### About this task
Exactly the lines from the one containing "indicate the black" through the end of the data below are to be reproduced, and nothing besides them.

Start of Block

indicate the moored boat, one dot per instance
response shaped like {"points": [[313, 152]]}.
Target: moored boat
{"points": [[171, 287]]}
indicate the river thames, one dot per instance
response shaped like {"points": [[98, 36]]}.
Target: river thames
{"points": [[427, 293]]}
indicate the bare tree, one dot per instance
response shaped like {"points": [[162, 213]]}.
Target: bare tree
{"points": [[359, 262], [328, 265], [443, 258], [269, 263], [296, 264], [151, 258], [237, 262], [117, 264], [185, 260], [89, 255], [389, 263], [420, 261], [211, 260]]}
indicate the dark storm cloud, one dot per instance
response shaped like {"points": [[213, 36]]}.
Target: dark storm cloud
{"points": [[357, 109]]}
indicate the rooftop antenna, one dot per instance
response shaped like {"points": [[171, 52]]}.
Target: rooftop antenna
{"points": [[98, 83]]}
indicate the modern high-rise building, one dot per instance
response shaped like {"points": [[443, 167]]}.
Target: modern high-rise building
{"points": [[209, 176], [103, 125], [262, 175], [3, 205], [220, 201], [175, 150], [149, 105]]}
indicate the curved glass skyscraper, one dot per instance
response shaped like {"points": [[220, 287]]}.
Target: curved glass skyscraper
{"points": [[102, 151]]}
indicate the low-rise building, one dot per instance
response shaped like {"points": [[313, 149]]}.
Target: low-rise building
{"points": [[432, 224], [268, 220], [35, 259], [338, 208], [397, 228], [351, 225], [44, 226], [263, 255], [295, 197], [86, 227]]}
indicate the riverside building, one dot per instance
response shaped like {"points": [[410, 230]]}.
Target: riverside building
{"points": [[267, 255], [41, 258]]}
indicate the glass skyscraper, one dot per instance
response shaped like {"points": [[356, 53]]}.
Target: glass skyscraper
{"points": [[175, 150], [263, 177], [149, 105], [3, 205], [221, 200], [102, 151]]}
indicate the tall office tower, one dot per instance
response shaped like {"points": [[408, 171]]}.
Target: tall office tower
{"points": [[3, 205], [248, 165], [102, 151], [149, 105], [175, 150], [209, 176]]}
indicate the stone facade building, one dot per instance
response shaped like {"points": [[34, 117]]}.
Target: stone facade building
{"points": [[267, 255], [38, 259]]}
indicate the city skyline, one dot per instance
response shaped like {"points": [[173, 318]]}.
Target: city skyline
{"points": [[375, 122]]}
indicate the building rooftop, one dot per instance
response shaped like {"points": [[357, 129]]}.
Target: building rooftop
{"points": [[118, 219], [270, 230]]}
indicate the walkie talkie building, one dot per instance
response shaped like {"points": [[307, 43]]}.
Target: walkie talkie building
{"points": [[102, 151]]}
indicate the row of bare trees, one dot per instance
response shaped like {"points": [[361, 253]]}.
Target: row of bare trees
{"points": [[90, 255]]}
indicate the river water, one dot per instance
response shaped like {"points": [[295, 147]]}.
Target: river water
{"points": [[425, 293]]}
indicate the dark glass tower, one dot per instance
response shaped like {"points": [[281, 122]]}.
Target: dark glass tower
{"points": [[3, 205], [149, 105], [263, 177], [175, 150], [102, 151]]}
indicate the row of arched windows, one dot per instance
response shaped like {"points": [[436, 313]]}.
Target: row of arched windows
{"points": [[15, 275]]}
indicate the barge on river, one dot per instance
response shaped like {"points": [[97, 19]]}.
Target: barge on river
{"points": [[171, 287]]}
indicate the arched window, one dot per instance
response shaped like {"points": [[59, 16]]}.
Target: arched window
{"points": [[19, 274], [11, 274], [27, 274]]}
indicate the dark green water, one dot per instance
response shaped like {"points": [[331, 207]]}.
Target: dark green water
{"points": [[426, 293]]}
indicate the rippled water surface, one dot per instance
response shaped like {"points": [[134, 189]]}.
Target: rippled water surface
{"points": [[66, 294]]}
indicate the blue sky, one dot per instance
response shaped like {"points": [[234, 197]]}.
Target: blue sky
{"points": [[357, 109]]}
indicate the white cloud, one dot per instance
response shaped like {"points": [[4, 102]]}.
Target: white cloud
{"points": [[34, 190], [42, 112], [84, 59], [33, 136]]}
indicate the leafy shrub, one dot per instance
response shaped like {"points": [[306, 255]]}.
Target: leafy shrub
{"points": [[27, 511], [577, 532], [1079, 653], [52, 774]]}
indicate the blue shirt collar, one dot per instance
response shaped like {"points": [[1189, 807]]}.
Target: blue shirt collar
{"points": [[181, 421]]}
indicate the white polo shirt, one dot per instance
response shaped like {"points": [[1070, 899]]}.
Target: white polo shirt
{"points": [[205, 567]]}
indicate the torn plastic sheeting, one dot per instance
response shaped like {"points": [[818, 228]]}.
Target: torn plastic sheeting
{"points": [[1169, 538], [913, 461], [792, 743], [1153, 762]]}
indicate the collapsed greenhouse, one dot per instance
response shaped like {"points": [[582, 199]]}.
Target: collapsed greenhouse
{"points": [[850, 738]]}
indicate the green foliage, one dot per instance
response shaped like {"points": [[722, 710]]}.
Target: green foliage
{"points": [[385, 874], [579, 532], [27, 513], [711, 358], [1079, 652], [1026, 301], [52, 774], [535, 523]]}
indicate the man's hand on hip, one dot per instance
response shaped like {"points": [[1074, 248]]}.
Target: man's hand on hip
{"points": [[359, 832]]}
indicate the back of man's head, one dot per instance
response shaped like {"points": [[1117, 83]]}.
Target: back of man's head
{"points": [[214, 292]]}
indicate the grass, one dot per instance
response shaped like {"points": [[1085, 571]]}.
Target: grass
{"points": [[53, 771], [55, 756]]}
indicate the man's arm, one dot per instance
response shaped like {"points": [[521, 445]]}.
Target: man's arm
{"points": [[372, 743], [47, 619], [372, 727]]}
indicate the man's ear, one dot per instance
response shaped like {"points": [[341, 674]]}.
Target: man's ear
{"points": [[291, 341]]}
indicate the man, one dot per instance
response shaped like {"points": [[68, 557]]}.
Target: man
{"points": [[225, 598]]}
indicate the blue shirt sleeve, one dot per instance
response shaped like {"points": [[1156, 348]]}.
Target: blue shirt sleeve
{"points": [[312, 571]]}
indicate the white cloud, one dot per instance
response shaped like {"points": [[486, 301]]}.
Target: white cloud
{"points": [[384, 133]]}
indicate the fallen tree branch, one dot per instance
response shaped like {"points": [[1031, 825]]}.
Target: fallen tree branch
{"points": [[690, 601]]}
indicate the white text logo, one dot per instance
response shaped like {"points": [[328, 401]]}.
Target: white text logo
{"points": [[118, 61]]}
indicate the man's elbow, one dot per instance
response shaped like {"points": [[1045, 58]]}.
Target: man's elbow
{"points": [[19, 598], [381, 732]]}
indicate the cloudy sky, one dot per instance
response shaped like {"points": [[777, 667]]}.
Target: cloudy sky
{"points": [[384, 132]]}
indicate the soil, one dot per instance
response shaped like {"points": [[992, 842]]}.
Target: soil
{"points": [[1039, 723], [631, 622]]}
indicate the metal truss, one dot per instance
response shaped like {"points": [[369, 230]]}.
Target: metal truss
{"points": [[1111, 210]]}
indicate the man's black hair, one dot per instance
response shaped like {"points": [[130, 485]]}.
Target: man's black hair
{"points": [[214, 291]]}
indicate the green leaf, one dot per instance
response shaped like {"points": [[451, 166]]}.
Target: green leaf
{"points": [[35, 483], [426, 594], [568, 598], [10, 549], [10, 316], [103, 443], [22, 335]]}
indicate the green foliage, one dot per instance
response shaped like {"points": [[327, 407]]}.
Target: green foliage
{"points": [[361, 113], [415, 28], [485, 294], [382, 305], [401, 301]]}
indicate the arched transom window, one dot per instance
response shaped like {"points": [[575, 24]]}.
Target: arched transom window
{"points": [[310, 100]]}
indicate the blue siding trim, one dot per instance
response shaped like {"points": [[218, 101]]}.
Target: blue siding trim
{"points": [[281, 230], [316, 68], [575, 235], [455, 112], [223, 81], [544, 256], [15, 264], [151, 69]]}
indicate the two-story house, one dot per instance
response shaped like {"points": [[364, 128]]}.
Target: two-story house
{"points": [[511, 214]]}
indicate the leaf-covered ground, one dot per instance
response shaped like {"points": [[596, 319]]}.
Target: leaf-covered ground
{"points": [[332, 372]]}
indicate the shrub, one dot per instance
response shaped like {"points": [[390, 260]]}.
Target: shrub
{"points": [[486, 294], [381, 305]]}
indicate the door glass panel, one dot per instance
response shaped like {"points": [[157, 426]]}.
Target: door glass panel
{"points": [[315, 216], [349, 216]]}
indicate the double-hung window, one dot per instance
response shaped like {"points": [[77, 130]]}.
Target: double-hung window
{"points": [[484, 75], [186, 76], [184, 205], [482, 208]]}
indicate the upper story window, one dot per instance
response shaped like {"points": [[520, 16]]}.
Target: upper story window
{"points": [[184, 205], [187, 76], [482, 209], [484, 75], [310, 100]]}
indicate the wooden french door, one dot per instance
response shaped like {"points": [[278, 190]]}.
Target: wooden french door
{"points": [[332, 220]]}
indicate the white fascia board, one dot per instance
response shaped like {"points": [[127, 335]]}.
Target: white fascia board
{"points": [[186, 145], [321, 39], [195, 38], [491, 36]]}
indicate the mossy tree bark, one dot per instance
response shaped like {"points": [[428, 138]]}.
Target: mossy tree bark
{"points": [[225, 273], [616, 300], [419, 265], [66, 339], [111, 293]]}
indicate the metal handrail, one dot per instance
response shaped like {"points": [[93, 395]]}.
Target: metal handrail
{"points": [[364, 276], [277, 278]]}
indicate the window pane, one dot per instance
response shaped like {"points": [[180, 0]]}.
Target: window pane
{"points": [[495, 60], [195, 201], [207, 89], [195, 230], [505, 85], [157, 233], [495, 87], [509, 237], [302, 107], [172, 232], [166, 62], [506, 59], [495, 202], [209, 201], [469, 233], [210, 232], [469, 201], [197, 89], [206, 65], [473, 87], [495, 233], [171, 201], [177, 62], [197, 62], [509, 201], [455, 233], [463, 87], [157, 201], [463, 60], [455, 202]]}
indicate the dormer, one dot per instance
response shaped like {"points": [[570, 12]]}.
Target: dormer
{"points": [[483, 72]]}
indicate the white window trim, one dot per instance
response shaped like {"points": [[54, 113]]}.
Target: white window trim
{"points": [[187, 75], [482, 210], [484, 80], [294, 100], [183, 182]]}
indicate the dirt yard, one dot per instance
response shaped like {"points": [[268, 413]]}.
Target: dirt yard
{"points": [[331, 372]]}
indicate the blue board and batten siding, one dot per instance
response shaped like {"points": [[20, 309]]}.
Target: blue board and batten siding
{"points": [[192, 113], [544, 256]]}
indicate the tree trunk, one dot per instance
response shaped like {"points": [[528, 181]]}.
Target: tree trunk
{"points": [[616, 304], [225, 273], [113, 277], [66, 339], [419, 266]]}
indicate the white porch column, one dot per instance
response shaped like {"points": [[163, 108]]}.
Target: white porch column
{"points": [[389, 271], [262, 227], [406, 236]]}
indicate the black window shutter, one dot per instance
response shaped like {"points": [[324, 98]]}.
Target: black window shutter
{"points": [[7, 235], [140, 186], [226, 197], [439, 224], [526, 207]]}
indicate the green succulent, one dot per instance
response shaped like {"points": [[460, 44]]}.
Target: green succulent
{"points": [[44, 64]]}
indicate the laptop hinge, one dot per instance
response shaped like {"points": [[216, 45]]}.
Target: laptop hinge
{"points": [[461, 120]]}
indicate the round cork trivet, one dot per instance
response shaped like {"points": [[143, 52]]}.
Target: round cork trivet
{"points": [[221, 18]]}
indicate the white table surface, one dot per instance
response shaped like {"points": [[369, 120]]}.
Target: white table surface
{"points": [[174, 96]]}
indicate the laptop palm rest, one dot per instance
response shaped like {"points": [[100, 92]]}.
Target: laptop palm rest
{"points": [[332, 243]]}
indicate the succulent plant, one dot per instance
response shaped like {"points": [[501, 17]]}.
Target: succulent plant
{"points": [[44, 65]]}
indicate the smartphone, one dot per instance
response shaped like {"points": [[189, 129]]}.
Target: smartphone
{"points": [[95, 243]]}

End of Block

### Solved exercise
indicate the black window shutter, one dot per instance
response shaped like {"points": [[324, 98]]}.
Target: black window shutter
{"points": [[7, 235], [140, 186], [226, 197], [439, 224], [526, 207]]}
indicate the green succulent, one dot per instance
response shaped like {"points": [[460, 44]]}.
Target: green succulent
{"points": [[44, 64]]}
indicate the laptop hinge, one dot per instance
response shaped like {"points": [[216, 45]]}.
Target: laptop hinge
{"points": [[461, 120]]}
indicate the round cork trivet, one dot per instance
response shaped like {"points": [[143, 52]]}.
Target: round cork trivet
{"points": [[221, 18]]}
indicate the white table surface, one dot per instance
response shaped like {"points": [[369, 120]]}.
Target: white table surface
{"points": [[174, 96]]}
indicate the laptop palm rest, one dot per instance
response shaped like {"points": [[100, 92]]}.
Target: laptop palm rest
{"points": [[332, 243]]}
indicate the succulent plant, one dot per instance
response shaped like {"points": [[501, 17]]}.
Target: succulent plant
{"points": [[44, 65]]}
indicate the smartphone, one dot per instance
response shaped like {"points": [[189, 129]]}.
Target: smartphone
{"points": [[95, 243]]}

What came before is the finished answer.